- [Stored entries]:
┌──
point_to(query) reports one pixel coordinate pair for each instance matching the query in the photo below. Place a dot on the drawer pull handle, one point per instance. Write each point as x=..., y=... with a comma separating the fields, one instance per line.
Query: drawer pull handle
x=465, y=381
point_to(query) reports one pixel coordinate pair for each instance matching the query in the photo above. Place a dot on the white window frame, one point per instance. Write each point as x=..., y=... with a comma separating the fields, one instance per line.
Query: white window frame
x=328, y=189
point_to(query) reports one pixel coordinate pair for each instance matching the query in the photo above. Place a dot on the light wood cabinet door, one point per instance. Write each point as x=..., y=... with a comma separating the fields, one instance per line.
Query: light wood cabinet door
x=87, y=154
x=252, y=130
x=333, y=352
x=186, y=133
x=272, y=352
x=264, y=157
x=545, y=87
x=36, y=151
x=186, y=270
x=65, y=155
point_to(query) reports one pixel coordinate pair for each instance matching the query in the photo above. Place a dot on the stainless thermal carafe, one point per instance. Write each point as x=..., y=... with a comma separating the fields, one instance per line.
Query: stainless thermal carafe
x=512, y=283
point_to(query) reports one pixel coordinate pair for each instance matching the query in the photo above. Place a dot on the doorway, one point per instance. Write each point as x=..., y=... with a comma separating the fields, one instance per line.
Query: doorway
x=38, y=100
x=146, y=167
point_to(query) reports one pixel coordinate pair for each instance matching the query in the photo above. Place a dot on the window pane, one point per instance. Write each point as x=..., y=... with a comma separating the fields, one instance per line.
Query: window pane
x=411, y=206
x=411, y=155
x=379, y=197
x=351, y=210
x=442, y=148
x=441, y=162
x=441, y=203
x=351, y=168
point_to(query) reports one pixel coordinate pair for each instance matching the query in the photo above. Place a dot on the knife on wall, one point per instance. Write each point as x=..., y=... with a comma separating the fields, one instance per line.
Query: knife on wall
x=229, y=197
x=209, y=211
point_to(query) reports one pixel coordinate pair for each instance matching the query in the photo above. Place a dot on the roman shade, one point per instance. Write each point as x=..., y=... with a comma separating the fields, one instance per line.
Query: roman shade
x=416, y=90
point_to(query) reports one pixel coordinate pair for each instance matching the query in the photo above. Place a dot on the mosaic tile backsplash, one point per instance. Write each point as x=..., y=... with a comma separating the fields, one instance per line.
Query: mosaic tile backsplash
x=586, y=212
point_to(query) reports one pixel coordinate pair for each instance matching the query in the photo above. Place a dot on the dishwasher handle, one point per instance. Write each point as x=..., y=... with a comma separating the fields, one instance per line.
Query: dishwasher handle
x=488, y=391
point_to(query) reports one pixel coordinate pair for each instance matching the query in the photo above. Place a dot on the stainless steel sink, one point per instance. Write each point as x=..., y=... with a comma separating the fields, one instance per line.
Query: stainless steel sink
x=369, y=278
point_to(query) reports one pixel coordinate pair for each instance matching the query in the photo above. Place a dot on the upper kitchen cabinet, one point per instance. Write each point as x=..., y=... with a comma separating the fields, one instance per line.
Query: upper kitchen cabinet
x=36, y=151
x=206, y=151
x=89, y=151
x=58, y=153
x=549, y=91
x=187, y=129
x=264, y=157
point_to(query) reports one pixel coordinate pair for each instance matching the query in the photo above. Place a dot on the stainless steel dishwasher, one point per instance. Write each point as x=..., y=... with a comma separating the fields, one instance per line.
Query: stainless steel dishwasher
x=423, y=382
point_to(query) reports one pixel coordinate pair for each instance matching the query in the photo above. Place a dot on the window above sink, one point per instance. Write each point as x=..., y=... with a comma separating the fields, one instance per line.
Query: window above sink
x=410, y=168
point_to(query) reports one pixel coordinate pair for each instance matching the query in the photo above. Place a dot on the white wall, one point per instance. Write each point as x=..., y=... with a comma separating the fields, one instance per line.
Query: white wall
└──
- [EXERCISE]:
Copy the lines of the data above exactly as written, beginning with the line containing "on the light" and ending with the line containing "the doorway, one", and leave out all other lines.

- [ANSWER TO THIS PROBLEM]:
point_to(query) reports one pixel coordinate pair for each instance matching the query in the photo above. Place a dot on the light wood cabinet door, one point per instance. Write each point as x=..., y=... with a comma separating the fields, one instance per line.
Query: light wood cabinet door
x=87, y=154
x=252, y=130
x=333, y=352
x=186, y=133
x=272, y=352
x=264, y=157
x=545, y=87
x=36, y=151
x=186, y=270
x=65, y=155
point_to(query) reports one pixel coordinate pair for each instance matching the query in the photo above. Place a dot on the stainless thermal carafe, one point per instance. Write each point as x=..., y=... with a comma separating the fields, one instance per line.
Query: stainless thermal carafe
x=512, y=283
point_to(query) reports one pixel coordinate pair for each instance matching the query in the photo above. Place a dot on the doorway, one point per instance. Write each point as x=..., y=... with a comma separating the fields, one instance per line.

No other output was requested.